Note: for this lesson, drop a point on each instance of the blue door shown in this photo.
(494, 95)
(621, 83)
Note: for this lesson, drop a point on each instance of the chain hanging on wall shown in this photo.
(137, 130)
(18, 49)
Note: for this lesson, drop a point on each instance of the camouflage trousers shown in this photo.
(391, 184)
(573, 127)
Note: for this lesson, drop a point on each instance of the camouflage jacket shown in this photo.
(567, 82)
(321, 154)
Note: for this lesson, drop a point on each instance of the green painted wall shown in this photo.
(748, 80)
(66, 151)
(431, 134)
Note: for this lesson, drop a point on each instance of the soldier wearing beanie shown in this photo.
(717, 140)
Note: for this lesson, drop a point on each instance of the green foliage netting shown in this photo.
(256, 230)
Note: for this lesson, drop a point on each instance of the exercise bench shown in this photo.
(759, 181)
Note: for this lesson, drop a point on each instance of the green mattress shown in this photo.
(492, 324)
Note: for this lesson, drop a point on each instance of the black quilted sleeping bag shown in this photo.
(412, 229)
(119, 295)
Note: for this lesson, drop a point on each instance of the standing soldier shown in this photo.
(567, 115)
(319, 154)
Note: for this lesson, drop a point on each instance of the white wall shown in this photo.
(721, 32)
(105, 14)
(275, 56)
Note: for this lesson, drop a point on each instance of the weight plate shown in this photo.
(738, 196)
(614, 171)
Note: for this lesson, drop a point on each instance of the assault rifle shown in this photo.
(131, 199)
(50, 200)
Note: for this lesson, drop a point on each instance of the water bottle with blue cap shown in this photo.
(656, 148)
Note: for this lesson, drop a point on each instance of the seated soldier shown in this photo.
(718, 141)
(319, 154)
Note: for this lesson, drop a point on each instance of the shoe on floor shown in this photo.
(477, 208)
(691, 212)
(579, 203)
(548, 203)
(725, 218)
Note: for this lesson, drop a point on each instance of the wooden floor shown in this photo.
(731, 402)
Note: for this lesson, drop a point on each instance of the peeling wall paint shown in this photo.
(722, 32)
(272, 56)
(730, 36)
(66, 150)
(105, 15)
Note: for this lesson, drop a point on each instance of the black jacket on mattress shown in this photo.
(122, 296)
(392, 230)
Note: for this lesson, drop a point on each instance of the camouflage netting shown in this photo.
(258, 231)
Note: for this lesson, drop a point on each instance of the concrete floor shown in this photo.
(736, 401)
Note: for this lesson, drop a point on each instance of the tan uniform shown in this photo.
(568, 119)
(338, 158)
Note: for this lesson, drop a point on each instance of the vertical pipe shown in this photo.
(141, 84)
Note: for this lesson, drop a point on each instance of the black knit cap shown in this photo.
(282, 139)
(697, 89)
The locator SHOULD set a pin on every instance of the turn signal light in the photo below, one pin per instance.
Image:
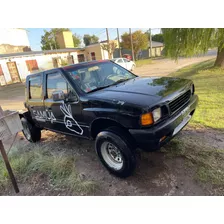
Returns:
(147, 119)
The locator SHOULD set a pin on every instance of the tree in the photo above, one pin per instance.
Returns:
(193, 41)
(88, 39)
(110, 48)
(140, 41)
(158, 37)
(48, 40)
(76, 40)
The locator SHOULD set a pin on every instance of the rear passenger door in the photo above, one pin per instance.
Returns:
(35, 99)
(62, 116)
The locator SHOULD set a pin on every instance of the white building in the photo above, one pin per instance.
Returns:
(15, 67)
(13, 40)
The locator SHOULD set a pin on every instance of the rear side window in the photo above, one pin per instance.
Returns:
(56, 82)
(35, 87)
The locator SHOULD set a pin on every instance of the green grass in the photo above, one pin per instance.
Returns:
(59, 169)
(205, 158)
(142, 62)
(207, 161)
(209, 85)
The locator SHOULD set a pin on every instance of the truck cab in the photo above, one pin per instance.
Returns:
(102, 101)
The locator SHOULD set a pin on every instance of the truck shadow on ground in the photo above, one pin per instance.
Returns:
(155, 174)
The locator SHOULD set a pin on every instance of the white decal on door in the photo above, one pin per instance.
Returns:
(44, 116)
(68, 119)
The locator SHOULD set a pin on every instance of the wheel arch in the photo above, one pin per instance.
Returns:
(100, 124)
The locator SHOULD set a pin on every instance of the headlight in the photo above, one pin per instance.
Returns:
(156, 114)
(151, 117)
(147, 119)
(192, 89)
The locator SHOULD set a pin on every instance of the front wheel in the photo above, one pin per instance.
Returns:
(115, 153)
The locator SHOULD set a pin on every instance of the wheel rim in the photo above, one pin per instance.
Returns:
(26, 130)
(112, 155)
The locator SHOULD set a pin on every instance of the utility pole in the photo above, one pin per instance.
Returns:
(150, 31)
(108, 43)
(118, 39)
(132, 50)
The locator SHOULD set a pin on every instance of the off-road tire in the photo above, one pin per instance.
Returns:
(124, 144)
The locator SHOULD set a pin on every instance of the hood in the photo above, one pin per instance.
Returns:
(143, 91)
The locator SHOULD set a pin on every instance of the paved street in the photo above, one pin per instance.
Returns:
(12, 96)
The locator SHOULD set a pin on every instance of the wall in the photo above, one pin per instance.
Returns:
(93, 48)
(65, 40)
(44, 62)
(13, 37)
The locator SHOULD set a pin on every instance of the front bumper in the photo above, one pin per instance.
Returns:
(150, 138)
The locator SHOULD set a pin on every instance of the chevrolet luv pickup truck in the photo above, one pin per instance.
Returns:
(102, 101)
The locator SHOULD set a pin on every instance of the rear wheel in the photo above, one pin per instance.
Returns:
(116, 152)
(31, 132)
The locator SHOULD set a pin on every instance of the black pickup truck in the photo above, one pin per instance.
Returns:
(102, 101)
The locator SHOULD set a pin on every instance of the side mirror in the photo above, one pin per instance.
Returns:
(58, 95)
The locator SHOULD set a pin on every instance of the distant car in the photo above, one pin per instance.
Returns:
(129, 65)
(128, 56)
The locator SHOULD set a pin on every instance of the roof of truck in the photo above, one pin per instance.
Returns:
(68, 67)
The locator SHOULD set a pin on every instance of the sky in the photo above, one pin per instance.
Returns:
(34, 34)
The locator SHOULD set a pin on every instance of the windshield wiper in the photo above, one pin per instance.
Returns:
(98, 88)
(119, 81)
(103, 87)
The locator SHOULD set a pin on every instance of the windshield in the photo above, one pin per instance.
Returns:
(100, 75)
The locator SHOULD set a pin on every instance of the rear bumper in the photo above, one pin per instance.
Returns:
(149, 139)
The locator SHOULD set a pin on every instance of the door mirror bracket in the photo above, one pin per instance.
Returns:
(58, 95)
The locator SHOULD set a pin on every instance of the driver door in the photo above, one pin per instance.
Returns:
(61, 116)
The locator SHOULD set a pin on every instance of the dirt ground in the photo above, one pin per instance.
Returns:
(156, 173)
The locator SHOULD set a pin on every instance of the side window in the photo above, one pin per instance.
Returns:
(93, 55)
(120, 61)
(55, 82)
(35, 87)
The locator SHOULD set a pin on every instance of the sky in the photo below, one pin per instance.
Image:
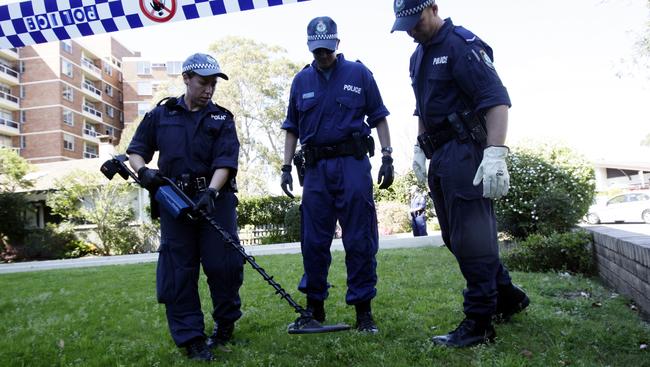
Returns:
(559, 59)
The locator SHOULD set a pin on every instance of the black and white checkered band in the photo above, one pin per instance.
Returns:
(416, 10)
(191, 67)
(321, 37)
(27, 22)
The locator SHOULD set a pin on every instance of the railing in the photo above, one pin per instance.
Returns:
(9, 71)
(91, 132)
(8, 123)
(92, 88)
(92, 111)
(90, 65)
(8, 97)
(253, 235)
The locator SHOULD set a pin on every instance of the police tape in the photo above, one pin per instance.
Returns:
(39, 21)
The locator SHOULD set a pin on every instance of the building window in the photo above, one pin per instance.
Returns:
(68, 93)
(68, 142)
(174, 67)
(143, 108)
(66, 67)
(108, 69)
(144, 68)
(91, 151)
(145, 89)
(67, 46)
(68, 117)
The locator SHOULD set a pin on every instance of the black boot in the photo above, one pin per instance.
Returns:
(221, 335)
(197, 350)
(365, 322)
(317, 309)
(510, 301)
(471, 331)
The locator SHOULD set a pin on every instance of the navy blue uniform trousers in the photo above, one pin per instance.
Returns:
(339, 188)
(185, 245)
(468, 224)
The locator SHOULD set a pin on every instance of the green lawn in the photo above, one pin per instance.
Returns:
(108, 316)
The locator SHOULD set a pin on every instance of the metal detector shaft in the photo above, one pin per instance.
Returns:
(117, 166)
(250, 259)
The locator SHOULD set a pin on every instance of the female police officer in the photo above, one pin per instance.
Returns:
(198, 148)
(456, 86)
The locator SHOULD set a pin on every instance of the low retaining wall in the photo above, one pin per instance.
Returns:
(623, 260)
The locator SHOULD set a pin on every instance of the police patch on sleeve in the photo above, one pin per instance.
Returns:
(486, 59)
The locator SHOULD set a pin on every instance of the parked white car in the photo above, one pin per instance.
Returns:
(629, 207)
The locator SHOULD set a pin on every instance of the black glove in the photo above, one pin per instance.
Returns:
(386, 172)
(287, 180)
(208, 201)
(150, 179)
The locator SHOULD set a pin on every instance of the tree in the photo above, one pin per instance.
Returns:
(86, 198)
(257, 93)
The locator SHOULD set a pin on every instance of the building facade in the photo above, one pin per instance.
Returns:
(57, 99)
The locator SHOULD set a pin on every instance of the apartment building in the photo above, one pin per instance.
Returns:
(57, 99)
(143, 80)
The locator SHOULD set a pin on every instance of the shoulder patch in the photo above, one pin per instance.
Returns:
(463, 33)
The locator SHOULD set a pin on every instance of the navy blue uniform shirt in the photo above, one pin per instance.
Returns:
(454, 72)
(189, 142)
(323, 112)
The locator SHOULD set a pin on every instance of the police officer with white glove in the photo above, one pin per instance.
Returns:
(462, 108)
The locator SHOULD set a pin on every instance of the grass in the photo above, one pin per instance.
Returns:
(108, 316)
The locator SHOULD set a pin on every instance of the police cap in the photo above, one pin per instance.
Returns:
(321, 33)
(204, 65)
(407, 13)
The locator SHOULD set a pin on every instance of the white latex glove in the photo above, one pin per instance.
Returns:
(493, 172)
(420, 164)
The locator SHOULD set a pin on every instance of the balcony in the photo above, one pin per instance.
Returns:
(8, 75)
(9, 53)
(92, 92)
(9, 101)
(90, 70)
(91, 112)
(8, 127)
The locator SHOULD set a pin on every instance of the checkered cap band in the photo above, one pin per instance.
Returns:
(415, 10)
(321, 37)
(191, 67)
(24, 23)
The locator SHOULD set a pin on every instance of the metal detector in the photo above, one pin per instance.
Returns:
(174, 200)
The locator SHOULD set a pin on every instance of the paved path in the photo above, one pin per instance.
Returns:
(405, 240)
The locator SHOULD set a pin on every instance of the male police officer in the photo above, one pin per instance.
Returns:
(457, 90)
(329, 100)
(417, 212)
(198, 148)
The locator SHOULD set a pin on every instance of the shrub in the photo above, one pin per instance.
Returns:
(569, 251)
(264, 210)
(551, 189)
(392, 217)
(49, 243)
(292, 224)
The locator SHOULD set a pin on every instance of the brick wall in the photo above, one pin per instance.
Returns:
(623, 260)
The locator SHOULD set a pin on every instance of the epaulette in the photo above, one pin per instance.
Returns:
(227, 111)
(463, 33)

--

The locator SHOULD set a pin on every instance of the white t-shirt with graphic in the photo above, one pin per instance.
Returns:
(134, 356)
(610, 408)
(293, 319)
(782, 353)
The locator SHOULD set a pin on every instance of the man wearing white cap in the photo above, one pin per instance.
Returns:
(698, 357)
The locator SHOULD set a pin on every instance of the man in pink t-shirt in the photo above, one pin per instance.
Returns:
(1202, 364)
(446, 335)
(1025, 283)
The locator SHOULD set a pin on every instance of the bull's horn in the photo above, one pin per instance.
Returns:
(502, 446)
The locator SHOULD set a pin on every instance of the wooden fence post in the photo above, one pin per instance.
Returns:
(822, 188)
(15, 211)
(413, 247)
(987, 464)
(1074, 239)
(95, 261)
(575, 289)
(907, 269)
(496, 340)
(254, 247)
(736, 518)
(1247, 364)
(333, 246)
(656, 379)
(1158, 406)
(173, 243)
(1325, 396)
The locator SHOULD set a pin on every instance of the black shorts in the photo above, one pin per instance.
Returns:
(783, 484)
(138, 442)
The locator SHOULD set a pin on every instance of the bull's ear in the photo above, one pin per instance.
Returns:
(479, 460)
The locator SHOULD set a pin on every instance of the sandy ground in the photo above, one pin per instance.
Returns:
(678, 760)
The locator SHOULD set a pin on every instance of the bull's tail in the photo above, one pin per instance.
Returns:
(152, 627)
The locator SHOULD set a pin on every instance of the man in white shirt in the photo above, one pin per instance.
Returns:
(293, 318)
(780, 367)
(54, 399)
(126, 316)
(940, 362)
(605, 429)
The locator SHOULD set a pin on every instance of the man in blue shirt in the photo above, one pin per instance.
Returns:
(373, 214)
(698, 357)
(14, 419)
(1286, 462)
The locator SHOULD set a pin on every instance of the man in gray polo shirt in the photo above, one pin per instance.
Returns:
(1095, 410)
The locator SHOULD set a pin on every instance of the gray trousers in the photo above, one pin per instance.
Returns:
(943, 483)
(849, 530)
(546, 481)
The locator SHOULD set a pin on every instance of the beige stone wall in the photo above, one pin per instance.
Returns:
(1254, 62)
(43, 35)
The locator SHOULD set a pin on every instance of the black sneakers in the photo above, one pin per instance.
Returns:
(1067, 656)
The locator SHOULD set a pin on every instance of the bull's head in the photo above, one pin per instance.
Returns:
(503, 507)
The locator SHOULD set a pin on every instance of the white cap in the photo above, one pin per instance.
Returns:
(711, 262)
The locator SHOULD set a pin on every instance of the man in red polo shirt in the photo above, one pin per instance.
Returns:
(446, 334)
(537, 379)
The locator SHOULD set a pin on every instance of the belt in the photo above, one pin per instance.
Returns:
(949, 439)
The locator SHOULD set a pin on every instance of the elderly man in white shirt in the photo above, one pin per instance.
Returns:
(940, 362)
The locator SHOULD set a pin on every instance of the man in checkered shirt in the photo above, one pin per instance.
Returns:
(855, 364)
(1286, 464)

---

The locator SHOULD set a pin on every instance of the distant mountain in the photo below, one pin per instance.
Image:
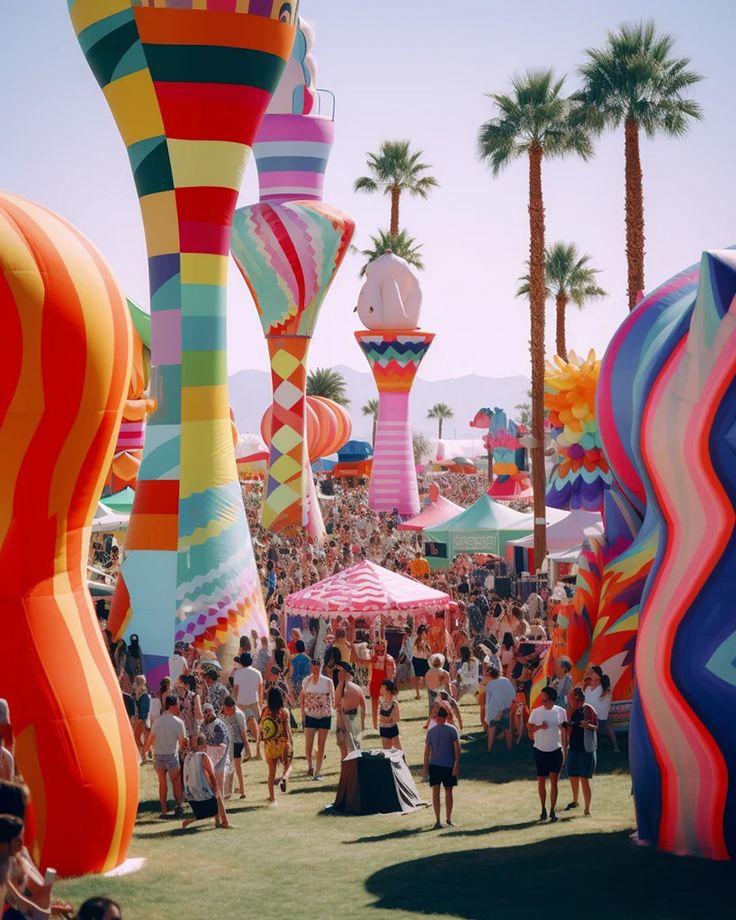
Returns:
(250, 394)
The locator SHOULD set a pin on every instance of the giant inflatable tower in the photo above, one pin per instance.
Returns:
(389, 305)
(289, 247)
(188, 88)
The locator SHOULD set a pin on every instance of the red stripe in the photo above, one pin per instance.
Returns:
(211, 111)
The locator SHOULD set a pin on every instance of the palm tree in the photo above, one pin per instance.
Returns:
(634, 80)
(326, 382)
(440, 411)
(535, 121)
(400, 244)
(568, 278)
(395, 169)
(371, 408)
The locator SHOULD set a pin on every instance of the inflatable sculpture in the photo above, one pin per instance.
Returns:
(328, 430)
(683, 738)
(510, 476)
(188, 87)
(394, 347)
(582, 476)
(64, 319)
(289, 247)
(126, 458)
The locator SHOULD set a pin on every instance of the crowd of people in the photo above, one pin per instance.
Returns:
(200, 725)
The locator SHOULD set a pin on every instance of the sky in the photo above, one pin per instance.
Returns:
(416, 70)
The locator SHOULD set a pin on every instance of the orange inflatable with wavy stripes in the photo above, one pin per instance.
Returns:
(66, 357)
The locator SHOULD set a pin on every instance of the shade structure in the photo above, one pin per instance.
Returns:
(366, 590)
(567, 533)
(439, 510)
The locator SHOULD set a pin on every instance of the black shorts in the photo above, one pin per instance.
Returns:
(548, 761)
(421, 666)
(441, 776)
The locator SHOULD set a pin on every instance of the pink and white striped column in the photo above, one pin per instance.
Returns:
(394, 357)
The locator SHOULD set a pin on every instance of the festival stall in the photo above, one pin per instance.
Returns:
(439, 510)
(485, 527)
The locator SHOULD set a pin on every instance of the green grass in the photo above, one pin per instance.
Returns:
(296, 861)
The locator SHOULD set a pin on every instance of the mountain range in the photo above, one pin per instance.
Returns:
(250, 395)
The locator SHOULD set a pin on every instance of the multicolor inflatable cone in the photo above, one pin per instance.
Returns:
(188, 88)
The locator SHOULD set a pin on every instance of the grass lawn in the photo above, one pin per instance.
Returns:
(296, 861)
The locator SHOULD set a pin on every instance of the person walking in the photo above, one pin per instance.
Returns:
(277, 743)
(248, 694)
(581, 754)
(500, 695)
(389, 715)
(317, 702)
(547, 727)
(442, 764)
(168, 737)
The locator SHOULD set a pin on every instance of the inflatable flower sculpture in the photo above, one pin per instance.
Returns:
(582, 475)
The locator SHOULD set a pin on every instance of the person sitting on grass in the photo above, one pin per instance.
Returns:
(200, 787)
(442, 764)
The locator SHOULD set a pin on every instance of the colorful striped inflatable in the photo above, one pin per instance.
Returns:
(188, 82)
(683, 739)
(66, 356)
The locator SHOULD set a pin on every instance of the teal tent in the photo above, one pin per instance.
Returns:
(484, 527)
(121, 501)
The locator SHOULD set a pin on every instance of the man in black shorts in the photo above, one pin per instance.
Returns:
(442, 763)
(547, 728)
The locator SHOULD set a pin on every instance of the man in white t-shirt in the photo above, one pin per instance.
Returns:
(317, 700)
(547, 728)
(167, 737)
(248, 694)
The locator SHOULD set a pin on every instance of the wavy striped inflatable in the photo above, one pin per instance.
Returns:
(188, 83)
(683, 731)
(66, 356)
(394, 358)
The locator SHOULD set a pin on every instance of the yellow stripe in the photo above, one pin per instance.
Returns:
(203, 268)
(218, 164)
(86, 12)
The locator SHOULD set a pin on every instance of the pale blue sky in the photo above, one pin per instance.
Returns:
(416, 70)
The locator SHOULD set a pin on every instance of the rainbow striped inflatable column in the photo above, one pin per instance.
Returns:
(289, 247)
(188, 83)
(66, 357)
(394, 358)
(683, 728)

• _EXERCISE AIM_
Throughout the material above, find each line with "gray" and return it.

• _SOLUTION_
The locator SHOULD set a pin on every instance of the man in gray polo shirt in the photo above, one pin per instance.
The locator SHOULD set a pin on every instance of the gray trousers in the photo above, one pin per instance.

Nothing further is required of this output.